→ 练习任务
下面的阅读材料在开头按条目比较了 Flink 1.10 与 1.11 的差异。请列出其中用于对比的所有方面。

┌─ 阅读材料

Flink SQL 之 maxwell-json

Posted by danner on September 2, 2020

Flink 1.11

之前已经提到 1.10 版本中 SQL 创建表的流程,1.11 相比来说有一些变化

  • connector
    • 1.10 每个属性都需要加 “connector” 字符串,这很冗余;
    • 1.11 已不需要,但老的 with 写法也还兼容,根据是否包含 “connector.type” 属性来区分
  • table
    • 1.10 创建的是 org.apache.flink.table.factories.TableFactory,sink 时调用的是 DataStream 方法
    • 1.11 创建的是 org.apache.flink.table.factories.Factory,sink 时调用的是 Operator 方法
  • DynamicTable
    • 1.10:没有这个概念;存在 append、 upsert、toRetract 三种类型的 sink
    • 1.11:只有 DynamicTable,至于之前存在的三种类型,由 getChangelogMode 函数决定
  • CDC
    • 1.10:不支持
    • 1.11:支持 CDC, kafka table source 接入时,会根据抽取 binlog 组件反序列化成相应的 RowData;maxwell 也是抽取 binlog 的组件,但 1.11 并不支持,我们需要定制。

Table

从 table 创建开始

CREATE TABLE topic_products (
 id BIGINT,
 name STRING,
 description STRING,
 weight DECIMAL(10, 2)

└─
┌─ 所给信息

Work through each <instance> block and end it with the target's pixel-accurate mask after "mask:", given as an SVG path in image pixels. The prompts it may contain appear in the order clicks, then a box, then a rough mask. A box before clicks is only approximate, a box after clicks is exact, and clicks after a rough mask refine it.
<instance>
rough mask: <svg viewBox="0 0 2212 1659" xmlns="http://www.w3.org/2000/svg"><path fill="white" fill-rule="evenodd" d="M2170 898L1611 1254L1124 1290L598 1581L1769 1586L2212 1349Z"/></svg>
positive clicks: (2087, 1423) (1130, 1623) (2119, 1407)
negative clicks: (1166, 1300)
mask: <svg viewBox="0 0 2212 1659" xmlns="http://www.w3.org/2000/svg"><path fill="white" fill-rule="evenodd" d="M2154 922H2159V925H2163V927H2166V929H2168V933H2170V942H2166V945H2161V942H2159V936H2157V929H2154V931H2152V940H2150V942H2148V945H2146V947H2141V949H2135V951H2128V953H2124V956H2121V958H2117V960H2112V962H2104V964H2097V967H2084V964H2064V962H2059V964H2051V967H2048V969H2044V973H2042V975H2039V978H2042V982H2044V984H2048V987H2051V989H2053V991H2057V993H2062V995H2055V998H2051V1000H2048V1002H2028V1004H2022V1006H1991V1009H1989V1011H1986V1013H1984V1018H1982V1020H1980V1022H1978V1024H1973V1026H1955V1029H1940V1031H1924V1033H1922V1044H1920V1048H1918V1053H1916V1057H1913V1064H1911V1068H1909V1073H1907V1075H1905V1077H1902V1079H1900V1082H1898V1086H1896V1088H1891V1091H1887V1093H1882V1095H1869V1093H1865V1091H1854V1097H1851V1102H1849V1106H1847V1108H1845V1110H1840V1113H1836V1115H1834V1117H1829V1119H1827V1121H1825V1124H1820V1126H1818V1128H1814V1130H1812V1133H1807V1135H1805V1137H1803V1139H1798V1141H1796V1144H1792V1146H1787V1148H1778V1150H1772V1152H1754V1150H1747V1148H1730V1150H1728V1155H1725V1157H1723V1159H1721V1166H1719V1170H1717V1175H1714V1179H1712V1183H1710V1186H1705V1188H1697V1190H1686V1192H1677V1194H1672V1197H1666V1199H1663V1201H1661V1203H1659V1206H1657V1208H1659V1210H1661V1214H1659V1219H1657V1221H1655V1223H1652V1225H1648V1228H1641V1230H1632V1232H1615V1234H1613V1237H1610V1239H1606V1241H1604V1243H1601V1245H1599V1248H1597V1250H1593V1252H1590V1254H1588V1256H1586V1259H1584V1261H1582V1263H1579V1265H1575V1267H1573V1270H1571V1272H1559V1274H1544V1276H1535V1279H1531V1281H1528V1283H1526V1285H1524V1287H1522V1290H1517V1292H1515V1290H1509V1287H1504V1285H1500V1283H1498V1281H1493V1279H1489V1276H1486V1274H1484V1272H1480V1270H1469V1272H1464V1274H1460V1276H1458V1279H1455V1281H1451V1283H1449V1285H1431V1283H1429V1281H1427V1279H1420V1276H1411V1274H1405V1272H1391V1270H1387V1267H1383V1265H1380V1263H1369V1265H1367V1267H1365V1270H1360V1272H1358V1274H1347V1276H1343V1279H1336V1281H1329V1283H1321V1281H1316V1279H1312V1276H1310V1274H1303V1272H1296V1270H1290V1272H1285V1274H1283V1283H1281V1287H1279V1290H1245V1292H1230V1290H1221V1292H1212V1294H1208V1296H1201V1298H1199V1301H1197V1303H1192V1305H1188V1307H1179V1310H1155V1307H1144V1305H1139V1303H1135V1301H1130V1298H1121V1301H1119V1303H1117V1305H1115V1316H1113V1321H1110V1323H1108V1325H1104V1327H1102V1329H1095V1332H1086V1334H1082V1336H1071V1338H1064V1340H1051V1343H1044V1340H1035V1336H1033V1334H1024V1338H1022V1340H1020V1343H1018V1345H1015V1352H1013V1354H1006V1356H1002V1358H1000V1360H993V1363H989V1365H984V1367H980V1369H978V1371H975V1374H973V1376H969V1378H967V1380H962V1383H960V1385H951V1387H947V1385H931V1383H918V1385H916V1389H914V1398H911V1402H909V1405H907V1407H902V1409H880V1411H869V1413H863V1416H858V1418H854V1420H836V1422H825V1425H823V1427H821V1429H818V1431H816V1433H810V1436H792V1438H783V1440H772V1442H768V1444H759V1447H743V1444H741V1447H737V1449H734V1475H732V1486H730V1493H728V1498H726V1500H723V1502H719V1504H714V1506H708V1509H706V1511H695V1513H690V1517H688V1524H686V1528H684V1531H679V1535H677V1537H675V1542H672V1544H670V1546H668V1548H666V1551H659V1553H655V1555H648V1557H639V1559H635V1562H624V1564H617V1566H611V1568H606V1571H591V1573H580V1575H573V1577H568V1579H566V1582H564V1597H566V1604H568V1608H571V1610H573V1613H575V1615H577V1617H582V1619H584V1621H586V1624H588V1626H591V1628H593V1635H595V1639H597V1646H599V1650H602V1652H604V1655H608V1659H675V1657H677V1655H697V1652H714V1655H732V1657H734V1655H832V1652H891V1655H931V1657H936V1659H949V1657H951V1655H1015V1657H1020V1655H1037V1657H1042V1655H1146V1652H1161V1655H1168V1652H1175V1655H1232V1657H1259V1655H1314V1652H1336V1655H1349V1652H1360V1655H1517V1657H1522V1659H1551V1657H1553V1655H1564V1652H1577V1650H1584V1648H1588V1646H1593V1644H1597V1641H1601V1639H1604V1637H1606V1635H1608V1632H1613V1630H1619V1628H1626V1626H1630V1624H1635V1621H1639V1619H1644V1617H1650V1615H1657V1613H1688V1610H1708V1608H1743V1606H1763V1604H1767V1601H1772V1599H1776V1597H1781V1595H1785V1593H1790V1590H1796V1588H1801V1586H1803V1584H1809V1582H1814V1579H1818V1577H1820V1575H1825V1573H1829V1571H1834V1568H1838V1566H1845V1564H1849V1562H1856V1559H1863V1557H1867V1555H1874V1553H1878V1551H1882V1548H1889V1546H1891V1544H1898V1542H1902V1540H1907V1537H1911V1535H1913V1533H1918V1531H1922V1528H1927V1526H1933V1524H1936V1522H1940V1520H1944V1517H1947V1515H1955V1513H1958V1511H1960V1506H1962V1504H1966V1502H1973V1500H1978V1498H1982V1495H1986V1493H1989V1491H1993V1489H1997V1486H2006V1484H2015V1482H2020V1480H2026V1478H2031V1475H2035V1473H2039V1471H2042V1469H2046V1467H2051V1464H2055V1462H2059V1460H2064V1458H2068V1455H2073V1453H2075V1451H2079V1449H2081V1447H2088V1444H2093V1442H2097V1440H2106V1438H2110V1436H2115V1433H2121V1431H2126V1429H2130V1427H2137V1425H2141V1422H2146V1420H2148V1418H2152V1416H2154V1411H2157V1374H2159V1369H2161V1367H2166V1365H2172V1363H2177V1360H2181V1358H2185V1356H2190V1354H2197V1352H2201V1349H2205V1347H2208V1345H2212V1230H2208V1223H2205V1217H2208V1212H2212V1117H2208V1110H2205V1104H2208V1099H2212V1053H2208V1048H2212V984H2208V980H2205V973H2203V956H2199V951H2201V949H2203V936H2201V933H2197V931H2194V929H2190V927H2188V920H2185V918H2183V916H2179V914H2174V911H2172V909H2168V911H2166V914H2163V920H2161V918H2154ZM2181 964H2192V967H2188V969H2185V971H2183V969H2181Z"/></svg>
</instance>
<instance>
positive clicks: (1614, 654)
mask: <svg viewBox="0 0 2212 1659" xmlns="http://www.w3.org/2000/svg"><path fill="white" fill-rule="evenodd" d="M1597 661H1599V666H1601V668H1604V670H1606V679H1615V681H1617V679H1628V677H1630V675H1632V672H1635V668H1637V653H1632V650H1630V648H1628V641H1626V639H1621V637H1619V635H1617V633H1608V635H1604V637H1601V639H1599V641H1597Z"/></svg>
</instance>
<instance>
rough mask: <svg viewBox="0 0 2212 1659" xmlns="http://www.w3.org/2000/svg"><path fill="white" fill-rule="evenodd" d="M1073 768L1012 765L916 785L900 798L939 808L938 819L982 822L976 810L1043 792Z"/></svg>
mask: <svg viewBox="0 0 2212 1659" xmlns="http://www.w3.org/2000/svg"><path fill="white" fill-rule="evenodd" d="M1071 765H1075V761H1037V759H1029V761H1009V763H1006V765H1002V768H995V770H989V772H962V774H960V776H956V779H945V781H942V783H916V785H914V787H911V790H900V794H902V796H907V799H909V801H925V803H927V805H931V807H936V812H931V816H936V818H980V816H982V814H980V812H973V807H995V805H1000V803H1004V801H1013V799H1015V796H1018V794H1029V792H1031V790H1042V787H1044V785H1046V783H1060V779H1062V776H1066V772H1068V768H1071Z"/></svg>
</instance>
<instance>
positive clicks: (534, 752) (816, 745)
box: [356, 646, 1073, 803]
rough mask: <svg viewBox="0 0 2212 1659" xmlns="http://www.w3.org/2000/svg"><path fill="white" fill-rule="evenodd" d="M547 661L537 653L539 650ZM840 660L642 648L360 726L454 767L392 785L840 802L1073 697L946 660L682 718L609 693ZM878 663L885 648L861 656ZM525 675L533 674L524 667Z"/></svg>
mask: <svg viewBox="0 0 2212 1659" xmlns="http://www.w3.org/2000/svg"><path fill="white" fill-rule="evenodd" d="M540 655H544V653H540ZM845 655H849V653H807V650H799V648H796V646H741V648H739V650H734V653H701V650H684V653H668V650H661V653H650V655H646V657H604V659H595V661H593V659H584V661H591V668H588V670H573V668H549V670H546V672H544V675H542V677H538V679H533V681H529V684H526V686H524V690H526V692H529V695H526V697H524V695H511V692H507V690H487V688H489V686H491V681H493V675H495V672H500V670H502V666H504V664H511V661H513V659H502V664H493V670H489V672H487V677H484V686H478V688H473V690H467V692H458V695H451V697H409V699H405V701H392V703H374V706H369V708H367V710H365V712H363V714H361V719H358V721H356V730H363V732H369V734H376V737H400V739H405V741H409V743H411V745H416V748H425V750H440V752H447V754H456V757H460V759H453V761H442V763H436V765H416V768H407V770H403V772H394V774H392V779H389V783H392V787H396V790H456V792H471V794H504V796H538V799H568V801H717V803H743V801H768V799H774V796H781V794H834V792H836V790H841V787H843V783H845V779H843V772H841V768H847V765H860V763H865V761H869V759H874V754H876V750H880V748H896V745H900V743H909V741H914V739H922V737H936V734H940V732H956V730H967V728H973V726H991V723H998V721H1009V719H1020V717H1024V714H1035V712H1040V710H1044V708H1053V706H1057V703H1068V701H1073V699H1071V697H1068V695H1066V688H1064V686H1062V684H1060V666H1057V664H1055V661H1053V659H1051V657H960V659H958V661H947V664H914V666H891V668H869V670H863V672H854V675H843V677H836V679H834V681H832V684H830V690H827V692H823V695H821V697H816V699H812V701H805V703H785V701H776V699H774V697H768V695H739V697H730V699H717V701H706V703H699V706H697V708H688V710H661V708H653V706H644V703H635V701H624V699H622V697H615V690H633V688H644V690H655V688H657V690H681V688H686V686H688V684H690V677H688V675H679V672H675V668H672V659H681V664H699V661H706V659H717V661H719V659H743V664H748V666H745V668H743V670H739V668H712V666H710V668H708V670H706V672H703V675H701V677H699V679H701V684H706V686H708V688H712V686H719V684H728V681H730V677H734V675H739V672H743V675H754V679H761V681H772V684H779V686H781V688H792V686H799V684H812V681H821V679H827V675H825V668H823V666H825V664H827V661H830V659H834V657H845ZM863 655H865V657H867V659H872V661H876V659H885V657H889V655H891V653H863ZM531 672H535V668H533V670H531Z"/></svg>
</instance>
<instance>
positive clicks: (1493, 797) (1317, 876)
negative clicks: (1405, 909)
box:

└─

→ 参考答案
connector、table、DynamicTable、CDC